[START Available records]

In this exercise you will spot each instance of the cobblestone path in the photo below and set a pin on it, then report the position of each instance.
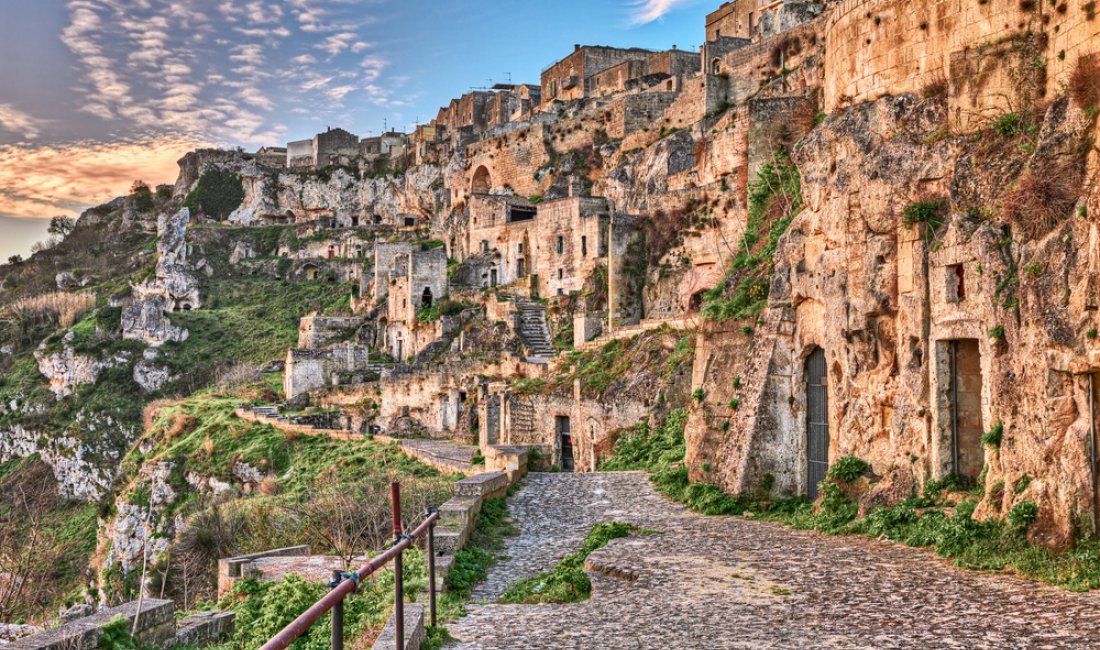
(724, 582)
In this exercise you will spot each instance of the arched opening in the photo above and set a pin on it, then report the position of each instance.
(695, 303)
(482, 182)
(817, 439)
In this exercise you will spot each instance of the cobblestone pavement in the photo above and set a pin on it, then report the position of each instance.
(724, 582)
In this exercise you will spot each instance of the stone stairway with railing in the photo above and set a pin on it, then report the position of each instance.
(532, 329)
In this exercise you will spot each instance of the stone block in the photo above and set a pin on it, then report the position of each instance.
(202, 629)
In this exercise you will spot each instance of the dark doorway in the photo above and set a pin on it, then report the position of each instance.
(1093, 463)
(816, 421)
(964, 396)
(561, 425)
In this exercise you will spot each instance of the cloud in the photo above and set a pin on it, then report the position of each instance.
(647, 11)
(47, 180)
(17, 121)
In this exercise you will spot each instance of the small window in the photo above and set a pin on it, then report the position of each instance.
(956, 283)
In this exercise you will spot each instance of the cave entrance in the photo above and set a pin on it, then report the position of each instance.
(964, 399)
(816, 421)
(1093, 386)
(561, 426)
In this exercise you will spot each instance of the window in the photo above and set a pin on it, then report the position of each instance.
(956, 283)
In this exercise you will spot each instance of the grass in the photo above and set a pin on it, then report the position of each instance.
(246, 321)
(652, 450)
(204, 434)
(567, 582)
(774, 198)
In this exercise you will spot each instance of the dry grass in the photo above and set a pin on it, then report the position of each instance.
(1043, 197)
(270, 486)
(62, 308)
(1085, 81)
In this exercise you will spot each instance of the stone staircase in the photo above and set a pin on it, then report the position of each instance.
(532, 329)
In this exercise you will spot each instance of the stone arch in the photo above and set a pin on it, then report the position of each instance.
(481, 182)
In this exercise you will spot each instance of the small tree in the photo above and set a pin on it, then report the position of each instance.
(142, 197)
(62, 226)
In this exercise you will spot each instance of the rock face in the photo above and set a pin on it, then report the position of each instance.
(66, 370)
(344, 198)
(932, 333)
(73, 461)
(174, 288)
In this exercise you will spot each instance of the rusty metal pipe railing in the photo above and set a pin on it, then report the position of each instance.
(299, 626)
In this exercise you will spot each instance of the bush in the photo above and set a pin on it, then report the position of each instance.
(649, 450)
(848, 469)
(218, 193)
(1044, 197)
(1023, 515)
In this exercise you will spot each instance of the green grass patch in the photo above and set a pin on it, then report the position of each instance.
(648, 449)
(567, 582)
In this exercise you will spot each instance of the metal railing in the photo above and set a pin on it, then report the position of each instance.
(344, 584)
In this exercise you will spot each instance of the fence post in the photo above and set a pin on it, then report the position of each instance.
(337, 614)
(395, 493)
(431, 569)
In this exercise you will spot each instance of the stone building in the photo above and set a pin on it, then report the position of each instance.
(757, 20)
(389, 144)
(322, 149)
(659, 70)
(413, 281)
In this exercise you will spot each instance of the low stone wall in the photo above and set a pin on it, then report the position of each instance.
(156, 628)
(232, 570)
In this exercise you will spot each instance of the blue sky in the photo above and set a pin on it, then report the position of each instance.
(95, 94)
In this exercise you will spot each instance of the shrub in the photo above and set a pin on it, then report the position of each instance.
(1023, 515)
(218, 193)
(848, 469)
(993, 437)
(1043, 197)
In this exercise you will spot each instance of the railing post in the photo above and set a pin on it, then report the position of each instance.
(337, 614)
(395, 493)
(431, 569)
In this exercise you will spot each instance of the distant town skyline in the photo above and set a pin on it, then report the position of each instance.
(97, 94)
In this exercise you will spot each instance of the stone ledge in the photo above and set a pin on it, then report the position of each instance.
(486, 485)
(156, 626)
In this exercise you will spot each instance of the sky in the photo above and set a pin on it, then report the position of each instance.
(96, 94)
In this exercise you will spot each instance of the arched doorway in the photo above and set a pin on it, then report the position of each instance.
(817, 440)
(481, 182)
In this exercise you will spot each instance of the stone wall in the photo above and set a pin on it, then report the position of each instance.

[END Available records]

▶ _Given request_
All of the material above is to be copied exactly, except for its images.

▶ _Answer for the task_
In this exercise you will spot each instance of the cobblestone path in the photo below and set a pin on it, then report the position of each instance.
(724, 582)
In this exercise you will spot each instance of the arched opening in the photo above and set a pin on it, then report the position of each instance.
(695, 303)
(482, 182)
(817, 439)
In this exercise you will spot each instance of the cobblestone pavement in the photo above and set a pin on it, then report the position of each instance.
(724, 582)
In this exercise you will spot each instance of the stone stairway with railing in the photo above and set a pin on it, then report the position of each instance.
(532, 329)
In this exercise you will spot each instance of the stone block in the photo above and set a pin on it, then report the position of each instance.
(202, 629)
In this exercise you will spot each instance of the dark doorway in the photo above and set a pin on it, then report the position of each instance.
(1093, 463)
(816, 421)
(964, 396)
(561, 425)
In this exercise you will spot each instance of the cloud in the photo above and set a pin on it, then report the position of each instance.
(647, 11)
(47, 180)
(17, 121)
In this exercise you will spot each instance of the small window in the photo above and set a pin on it, then report the position of each instance.
(956, 283)
In this exercise you will spot each instance of the cave entrance in the photo above and set a pin on it, then report the position of each instance.
(964, 399)
(816, 421)
(1093, 386)
(561, 426)
In this exercise you will spot each instance of the window in the photo above and set a pin on it, then report the position of each instance.
(956, 283)
In this exercise you will spot each instance of the grass in the photo above and set a pin on it, then report the position of each instance.
(246, 321)
(652, 450)
(204, 434)
(567, 582)
(774, 198)
In this exercise you will spot each instance of the dry grass in the photo above and set a pin on it, then report the position of each instance.
(1043, 197)
(270, 486)
(62, 308)
(1085, 81)
In this exercise you will spot each instance of the stone staircase in the photo above and set a pin on it, then report the position of each instance.
(532, 329)
In this exercise you will spot each instance of the stone arch in the photo above and set a pin on it, then report the position of each instance.
(481, 182)
In this exercise you will spot each instance of the small tree in the photo above and set a pin on it, then report the position of each instance.
(142, 197)
(62, 226)
In this exercise you will spot each instance of the rock face in the photo above and set a pin on it, then report the position of each instance.
(66, 370)
(344, 198)
(932, 333)
(73, 461)
(174, 288)
In this exercise you will spot each instance of the rusty metal pipe railing in the photo above and set a pin on it, then report the position of each instance.
(299, 626)
In this exercise you will spot each instance of the bush in the photo above and set a pin on it, then report the position of each instance.
(649, 450)
(848, 469)
(218, 193)
(1044, 197)
(1023, 515)
In this exercise you will spot each instance of the green grass patch in the photo above and set a pin on it, then report the position of each instance.
(648, 449)
(567, 582)
In this exercise you will spot each instance of the metal railing in the photo above and set a pin on it, then report the position of each instance.
(344, 584)
In this exercise you will spot each instance of the fence post in the photo above and set a pin on it, then report the position of each instance.
(337, 614)
(395, 493)
(431, 569)
In this exercise you will spot each instance of the stone building in the photo above and set a pin on it, then report the position of each instance.
(757, 20)
(389, 144)
(322, 149)
(659, 70)
(413, 281)
In this exercise you will spot each instance of the low stone wall in the photo above and set a pin on it, then report the position of each instance.
(156, 628)
(232, 570)
In this exercise you will spot each instance of the blue sky in the photo above and set a pin on it, then report the position of each instance.
(95, 94)
In this exercise you will spot each instance of the shrub in the photo above and set a pin on it, then report the position of each instance.
(1023, 515)
(218, 193)
(848, 469)
(993, 437)
(1043, 197)
In this exercise you will spot each instance of the railing post in the photo above and set a pin on it, then report the position of each instance.
(337, 614)
(395, 493)
(431, 569)
In this exercise you will spot each instance of the distant town skyline in the photo above and set a pin on it, then report the position of each instance.
(97, 94)
In this exercise you will spot each instance of the stone ledge in the photo above and set a pin on it, then report the position of each instance.
(486, 485)
(156, 626)
In this exercise you will spot each instance of the sky in the photo above and set a pin on it, then report the position of each instance.
(96, 94)
In this exercise you will spot each instance of the arched doorway in the photo above and set a pin on it, then report the position of each instance.
(817, 440)
(481, 182)
In this exercise you will spot each instance of the stone wall in the photo above and set a pin on it, then report the position of each instance.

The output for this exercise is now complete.